JOB
Repeat everything from the start of the lines down through the line that contains "[[215, 198], [250, 202], [239, 191], [263, 186]]", word for word. Leave the pictures out.

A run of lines
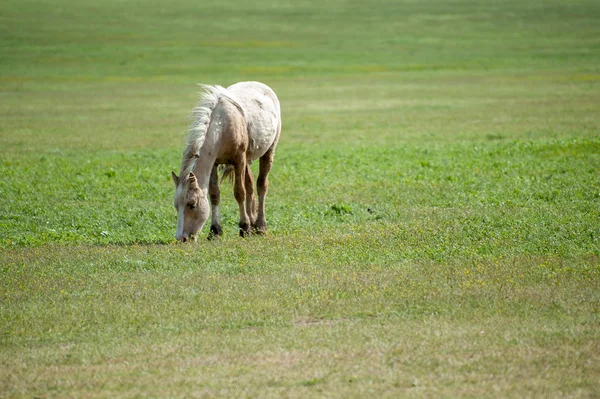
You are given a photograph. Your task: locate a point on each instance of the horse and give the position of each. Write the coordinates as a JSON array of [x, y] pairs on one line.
[[231, 126]]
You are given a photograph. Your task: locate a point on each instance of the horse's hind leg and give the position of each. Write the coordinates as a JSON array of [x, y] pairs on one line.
[[215, 198], [250, 202], [239, 191], [263, 186]]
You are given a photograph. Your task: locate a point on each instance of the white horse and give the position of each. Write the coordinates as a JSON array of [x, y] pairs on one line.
[[232, 126]]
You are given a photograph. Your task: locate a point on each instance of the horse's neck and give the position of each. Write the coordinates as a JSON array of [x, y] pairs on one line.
[[205, 162]]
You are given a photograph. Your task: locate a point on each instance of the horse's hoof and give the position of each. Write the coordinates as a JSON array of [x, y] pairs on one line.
[[261, 231], [244, 230], [215, 232]]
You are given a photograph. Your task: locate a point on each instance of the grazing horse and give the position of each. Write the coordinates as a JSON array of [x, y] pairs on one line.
[[233, 127]]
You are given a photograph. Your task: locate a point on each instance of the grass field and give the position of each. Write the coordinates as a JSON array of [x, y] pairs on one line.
[[434, 205]]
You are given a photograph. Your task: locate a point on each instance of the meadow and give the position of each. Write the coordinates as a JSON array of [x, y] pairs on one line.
[[433, 210]]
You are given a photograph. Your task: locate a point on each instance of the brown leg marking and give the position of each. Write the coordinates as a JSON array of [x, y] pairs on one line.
[[215, 198], [263, 187], [239, 192], [250, 201]]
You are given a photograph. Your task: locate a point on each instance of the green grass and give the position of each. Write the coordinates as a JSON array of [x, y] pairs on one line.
[[434, 206]]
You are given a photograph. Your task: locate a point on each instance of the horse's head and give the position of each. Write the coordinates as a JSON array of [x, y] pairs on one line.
[[191, 205]]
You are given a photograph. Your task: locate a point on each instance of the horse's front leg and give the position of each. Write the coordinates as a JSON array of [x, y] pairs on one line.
[[215, 199], [239, 191], [250, 201]]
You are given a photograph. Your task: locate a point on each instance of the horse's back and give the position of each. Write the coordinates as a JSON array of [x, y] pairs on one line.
[[262, 112]]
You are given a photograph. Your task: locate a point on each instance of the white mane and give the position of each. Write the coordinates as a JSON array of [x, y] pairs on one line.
[[200, 115]]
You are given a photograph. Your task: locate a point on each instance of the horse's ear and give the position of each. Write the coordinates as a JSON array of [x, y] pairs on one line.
[[193, 180]]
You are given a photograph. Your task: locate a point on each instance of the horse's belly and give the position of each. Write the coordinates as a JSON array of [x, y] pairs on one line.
[[261, 137]]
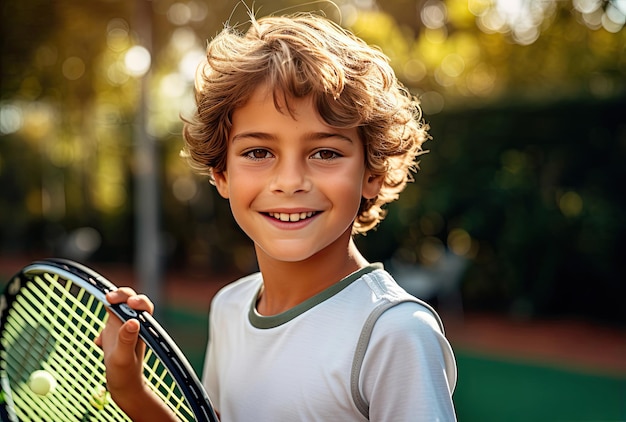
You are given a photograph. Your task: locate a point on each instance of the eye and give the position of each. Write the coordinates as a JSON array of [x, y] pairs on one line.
[[257, 154], [325, 154]]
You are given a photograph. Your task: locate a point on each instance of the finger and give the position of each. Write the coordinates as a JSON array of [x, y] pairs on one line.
[[127, 339], [141, 303], [120, 295]]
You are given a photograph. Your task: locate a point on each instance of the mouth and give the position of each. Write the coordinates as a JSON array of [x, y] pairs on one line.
[[292, 217]]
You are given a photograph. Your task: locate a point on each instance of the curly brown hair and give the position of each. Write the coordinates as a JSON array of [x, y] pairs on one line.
[[352, 85]]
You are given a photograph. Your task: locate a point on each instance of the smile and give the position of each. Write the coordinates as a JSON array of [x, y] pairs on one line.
[[291, 217]]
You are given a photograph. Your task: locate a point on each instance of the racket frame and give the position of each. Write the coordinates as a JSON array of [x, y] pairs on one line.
[[150, 331]]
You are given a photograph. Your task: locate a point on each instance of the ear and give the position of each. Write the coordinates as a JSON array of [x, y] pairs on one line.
[[371, 185], [221, 183]]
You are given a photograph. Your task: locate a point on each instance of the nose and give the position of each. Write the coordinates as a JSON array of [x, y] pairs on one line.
[[290, 176]]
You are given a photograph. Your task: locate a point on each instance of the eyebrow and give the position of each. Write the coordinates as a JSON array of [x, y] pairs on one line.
[[312, 136]]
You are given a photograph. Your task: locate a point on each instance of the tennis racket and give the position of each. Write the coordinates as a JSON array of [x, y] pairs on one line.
[[51, 370]]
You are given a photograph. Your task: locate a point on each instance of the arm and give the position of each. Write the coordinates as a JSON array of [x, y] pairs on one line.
[[123, 359]]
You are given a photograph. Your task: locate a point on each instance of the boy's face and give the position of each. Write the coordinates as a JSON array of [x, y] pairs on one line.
[[294, 183]]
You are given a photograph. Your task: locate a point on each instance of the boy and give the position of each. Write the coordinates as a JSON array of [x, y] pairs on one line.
[[307, 132]]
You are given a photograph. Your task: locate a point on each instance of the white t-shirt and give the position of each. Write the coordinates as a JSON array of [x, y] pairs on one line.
[[297, 366]]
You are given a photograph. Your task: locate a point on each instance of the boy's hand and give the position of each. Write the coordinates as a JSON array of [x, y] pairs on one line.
[[123, 351]]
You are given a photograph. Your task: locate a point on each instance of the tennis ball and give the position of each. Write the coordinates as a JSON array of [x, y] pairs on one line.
[[42, 382]]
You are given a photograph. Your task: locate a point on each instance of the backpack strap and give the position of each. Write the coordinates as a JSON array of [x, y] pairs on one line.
[[366, 333]]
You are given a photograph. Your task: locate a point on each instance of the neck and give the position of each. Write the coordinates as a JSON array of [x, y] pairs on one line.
[[287, 284]]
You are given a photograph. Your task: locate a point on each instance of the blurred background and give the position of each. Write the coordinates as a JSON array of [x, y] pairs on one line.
[[514, 228]]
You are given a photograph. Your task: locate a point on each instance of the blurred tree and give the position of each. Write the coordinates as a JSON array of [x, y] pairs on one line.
[[502, 86]]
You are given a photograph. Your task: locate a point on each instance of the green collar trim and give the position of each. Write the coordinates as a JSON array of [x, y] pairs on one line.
[[265, 322]]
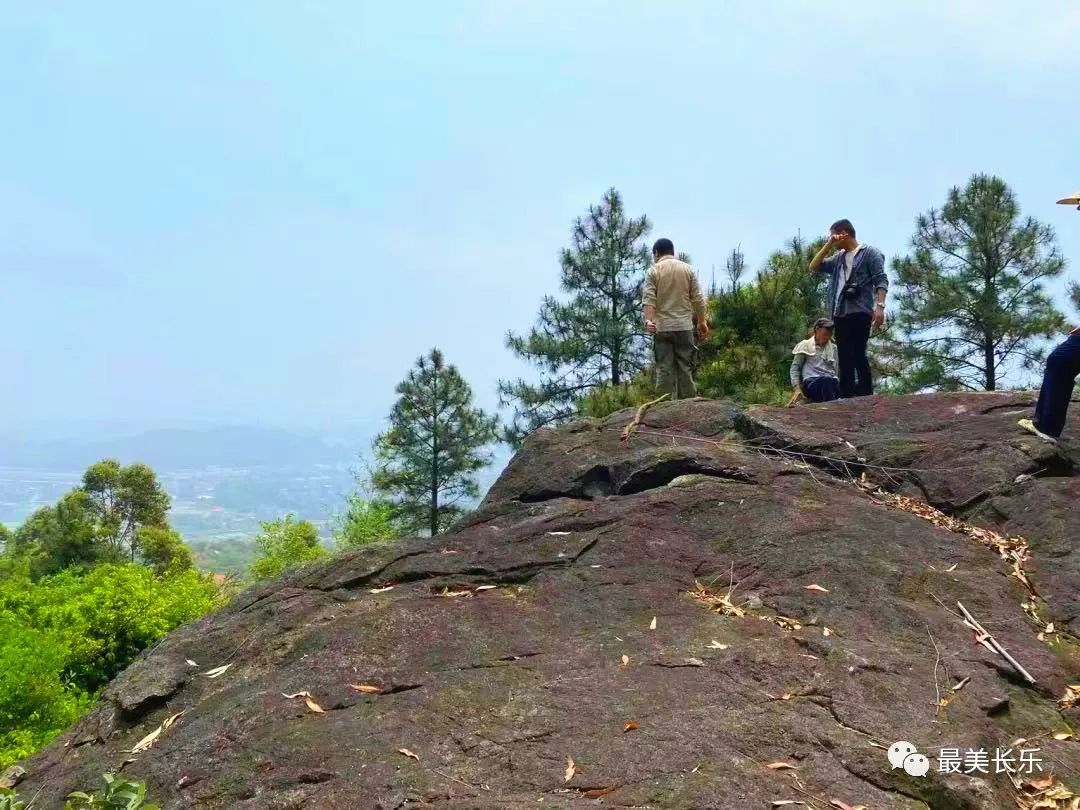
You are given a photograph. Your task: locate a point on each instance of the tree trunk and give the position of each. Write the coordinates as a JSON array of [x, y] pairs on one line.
[[991, 377], [616, 378]]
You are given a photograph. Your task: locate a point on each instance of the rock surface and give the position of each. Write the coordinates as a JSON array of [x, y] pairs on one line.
[[559, 622]]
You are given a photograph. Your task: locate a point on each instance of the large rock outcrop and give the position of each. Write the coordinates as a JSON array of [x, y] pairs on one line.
[[642, 607]]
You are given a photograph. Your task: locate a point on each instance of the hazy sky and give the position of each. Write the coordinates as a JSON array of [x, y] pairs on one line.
[[262, 212]]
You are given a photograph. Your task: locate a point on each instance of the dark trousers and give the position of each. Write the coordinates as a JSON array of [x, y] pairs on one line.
[[1063, 365], [822, 389], [674, 355], [852, 333]]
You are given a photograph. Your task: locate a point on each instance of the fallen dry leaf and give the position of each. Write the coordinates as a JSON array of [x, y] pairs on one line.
[[595, 793], [366, 688], [1041, 784], [147, 741], [448, 592], [307, 699], [170, 720]]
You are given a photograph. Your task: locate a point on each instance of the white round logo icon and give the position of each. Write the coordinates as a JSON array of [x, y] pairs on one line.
[[899, 752], [916, 765]]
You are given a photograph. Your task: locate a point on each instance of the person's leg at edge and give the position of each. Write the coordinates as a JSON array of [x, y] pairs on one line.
[[822, 389], [845, 360], [861, 336], [1063, 365], [663, 354], [684, 365]]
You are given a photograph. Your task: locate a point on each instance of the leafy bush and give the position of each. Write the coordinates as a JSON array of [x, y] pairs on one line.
[[365, 522], [63, 637], [117, 795], [36, 700], [284, 543]]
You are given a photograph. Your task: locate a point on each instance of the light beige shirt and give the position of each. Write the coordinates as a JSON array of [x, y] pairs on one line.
[[672, 287]]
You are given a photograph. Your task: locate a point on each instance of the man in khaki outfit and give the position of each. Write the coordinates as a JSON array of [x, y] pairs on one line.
[[674, 310]]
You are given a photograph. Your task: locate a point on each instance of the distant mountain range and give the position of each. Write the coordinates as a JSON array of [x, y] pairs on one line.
[[183, 449]]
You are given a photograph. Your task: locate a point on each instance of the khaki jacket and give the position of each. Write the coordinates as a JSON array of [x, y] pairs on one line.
[[672, 287]]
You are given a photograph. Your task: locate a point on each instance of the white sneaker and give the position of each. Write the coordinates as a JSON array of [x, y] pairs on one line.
[[1029, 427]]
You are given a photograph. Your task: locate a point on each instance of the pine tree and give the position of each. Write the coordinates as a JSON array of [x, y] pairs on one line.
[[972, 305], [595, 336], [734, 267], [426, 463]]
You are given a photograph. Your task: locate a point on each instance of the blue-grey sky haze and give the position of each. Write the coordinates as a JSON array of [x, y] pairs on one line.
[[262, 212]]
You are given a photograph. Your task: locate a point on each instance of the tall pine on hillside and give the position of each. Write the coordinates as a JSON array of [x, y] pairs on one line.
[[972, 305], [595, 335], [427, 462]]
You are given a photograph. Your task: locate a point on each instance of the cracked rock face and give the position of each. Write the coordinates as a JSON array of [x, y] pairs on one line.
[[642, 608]]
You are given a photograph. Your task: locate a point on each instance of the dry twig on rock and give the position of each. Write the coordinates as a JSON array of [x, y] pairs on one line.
[[638, 417], [991, 644]]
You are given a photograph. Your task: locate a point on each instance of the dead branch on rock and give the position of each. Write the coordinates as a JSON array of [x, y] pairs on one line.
[[991, 644], [639, 416]]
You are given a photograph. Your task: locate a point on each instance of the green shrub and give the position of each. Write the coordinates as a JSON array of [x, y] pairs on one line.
[[117, 795], [65, 636]]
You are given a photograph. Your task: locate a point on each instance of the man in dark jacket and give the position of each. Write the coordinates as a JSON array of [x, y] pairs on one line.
[[858, 285], [1063, 367]]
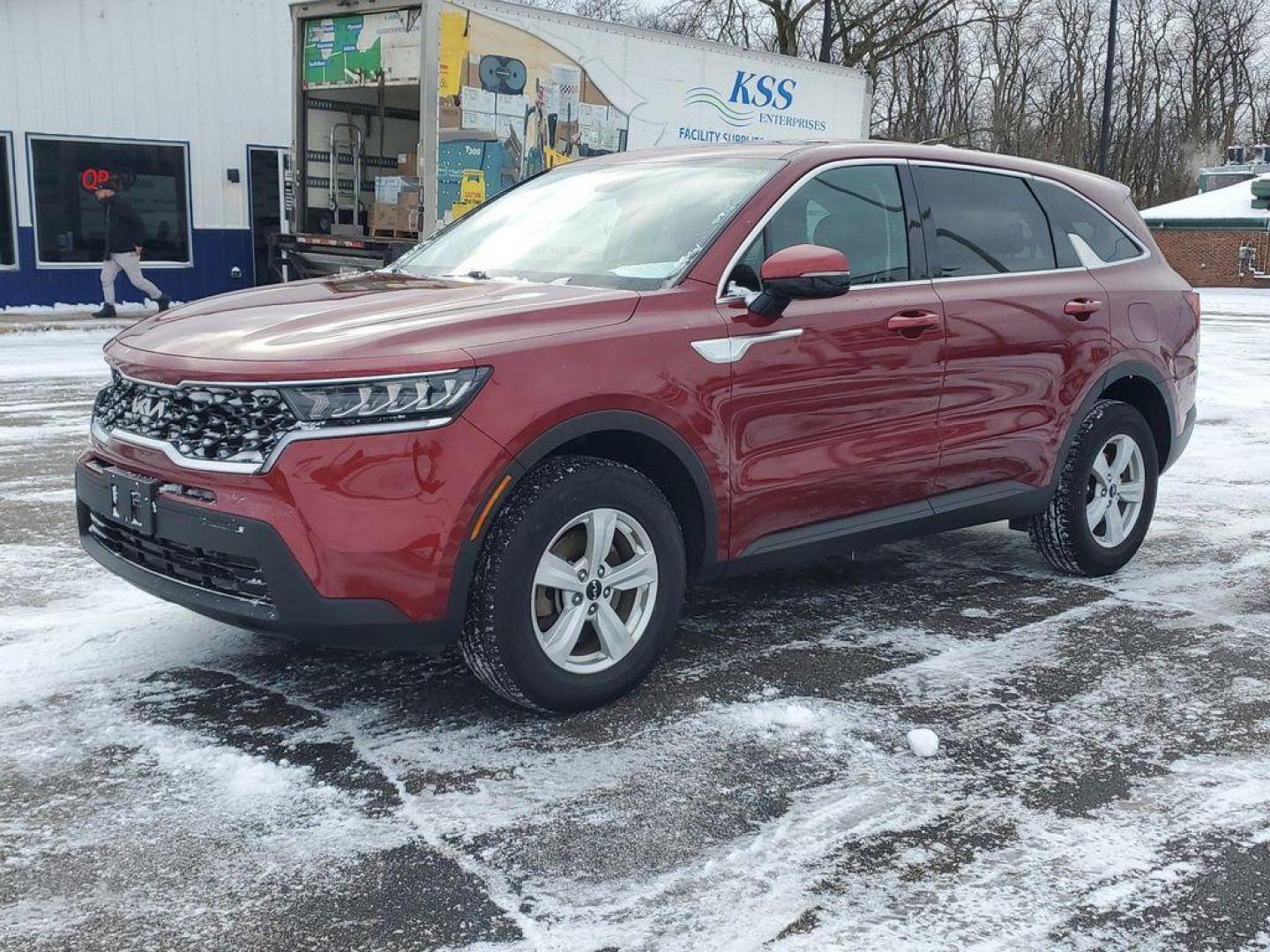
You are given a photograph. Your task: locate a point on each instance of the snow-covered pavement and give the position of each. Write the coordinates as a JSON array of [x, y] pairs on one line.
[[1102, 777]]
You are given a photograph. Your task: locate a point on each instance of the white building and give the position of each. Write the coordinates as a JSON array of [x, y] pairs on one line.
[[185, 101]]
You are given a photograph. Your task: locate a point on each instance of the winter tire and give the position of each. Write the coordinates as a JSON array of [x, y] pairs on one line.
[[1105, 495], [577, 588]]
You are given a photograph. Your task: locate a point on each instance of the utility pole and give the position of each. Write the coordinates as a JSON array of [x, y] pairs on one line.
[[827, 31], [1105, 132]]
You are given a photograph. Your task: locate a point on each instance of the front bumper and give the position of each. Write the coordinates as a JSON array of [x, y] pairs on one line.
[[236, 570], [349, 542]]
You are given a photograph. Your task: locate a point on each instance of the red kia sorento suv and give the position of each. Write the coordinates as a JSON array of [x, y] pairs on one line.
[[634, 372]]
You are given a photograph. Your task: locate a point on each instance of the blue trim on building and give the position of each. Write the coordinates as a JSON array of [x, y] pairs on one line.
[[216, 251]]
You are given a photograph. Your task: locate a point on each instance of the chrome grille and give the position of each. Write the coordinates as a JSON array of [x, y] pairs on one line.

THE OUTPUT
You are given a photograph. Your task: locate a point on each instance of the horse and give the position of each. Write the coordinates as a JSON array of [x, y] pairs on one line.
[[231, 126]]
You are given a photograph. Your task: locate a point on each instance of the horse's hind leg and give the position of each. Write the coordinates as a JSON array of [x, y] pairs on one line.
[[215, 198], [250, 202], [239, 191], [263, 186]]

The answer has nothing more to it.